Cittaslow Türkiye

Sığacık; sakin ve sıcacık – I

19 Ağustos

Sabah altıda kalkıyoruz. Bir arkadaşımız bizi havaalanına bırakacak. Hazırlanıp arkadaşı evden alıp saat 7’ye doğru yola çıkıyorz. Sabahın bu saatleri, pazar günü olmasının da etkisi var, yollar çok sakindi. Trafik yok denecek kadar az. Hava biraz serin, diri güneşli bir gün. 8’de havalanına varıyoruz.

İzmir Adnan Menderes Havalanı

Uçağımız rötarlı kalkacak gibi. Şu an uçaktayız. Uçağın kalkış saati 10.30. Fakat onbuçuğu geçeli çok oldu.

İzmire rötarlı ulaşıyoruz. İner inemez havanın aşırı sıcaklığnı farkediyoruz. Pasaport kontröl bölümü cehennem gibi. Bir iki memur ve üç adet uçak yolcusu aynı anda kontrolde. Zaten yeterince geç kalmıştık. Pasaport kuyruğu da eklenince tam oldu. Bizi almaya gelen taşıma şirketinin şöförü de sitemini açık bir şekilde dillendirdi, haklı olarak. İzah etmeye çalıştım, ama benim mazeretlerim adamın çok da umurunda değildi açıkçası.

◆ **Sağlanan bilgiler**

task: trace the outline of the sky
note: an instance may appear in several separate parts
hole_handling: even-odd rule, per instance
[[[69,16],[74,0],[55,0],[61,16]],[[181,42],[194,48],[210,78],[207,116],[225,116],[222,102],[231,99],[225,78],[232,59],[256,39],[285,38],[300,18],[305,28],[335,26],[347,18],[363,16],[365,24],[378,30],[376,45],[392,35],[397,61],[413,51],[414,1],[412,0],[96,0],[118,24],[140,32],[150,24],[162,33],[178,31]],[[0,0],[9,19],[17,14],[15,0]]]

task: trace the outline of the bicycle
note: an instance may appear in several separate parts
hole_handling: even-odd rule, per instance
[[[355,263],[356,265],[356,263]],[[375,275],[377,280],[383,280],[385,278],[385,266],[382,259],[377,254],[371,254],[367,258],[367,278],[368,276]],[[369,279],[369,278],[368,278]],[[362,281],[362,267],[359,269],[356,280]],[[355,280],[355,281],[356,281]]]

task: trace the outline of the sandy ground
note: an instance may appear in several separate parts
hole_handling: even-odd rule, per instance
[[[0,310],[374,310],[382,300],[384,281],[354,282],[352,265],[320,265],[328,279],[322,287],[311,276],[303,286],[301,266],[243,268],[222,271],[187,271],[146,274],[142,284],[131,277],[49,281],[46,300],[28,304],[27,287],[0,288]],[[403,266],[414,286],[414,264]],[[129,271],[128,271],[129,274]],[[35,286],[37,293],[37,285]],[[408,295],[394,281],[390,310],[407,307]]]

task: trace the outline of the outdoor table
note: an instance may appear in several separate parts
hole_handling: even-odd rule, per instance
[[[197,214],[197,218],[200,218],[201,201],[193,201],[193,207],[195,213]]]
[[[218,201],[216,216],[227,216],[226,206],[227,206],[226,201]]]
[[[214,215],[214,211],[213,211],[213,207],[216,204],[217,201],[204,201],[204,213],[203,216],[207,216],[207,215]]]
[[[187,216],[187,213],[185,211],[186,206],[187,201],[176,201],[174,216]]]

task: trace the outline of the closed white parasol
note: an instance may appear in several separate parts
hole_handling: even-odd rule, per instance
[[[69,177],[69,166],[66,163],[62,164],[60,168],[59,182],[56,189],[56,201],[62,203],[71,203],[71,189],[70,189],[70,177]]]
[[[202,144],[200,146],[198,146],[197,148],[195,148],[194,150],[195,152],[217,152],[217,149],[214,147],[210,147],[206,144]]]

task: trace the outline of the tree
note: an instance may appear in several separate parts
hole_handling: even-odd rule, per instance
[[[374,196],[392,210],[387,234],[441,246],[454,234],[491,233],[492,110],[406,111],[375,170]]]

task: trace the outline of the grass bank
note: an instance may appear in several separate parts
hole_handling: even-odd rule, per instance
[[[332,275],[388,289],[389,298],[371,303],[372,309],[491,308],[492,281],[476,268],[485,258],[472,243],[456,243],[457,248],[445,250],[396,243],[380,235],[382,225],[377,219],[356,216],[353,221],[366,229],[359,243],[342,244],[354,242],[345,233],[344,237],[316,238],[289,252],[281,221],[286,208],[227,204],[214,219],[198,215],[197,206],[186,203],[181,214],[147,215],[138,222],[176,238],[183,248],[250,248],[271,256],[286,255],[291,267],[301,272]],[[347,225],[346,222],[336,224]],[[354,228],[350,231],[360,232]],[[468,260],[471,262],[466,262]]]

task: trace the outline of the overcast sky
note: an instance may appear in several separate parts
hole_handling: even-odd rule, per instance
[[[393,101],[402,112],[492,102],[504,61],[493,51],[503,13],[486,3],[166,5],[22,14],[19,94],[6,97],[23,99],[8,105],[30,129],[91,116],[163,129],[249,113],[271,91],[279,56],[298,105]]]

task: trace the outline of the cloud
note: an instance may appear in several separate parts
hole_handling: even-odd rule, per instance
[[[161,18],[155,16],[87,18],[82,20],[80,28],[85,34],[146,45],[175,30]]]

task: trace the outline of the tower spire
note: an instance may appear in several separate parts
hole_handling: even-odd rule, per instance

◆ **Yazılı talep**
Kayıtlardan önce verilen Sığacık gezi yazısını, son cümlesinin ardından yazmaya devam ederek sürdürün.

◆ **Görevin sonucu**
Neyse ise, yola çıktık. Normalde biz standart bir araba bekliyorduk. Ama bizi dolmuş tipi bayağı büyük bir arabayla karşıladılar. Yola çıkar çıkmaz trafiğin durumu, Türkiye’de olduğunu hemen hissettirdi. Kıç kıça giden arabalar, sollamanın aşırı kuralsızlığı, sağ ya da sola dönerken sinyal vermeme durumu…

Havaalanınıda Sığacığa yaklaşık 40, 45 dakika sürdü…
D300 yolunda Gaziemir”e doğuru Yelki, Çamlı, Ulamış, Bademli, Seferihisar ve Sığacık yolunu izledik. Yol gayet güzel, aşırı yoğun olmayan ve akan bir trafik vardı.

Sığacık’a varıyoruz

Ev sahibimiz bizi balkonda karşıladı. İlginç ama, bayağı bir heyecanlıydı. Bize Boyoz, Gevrek ve Tulum Peyniri ikramında buldu. Kısa bir brifingin sonunda ayrıldı.

Eşyalarımızı alel acele yerleştirip, kendimizi dışarı atıyoruz. Sıcaklık bunaltıcı seviyelerinde. Allahtan sürekli esintilerin olması soluklanma fırsatı doğuyor. Bu durum oldukça rahatlatıcıydı.

Kaleiçi Pazar

Malum bugün Pazar. Ve Sığacağın meşhur pazarına denk geldik. Saat 18”e doğru ancak evden çıkabiliyoruz. Aşırı bir kalabalık hemen göze çarpıyor. Araba enflasyonu yaşıyor Sığacık. Pazar yerine doğru yol alıyoruz. Kaleiçi denen bölgeye kurulu. Bir yerinden giriyoruz. Daracık, güzel şirin sokak ve evler sizi hemen büyülüyor.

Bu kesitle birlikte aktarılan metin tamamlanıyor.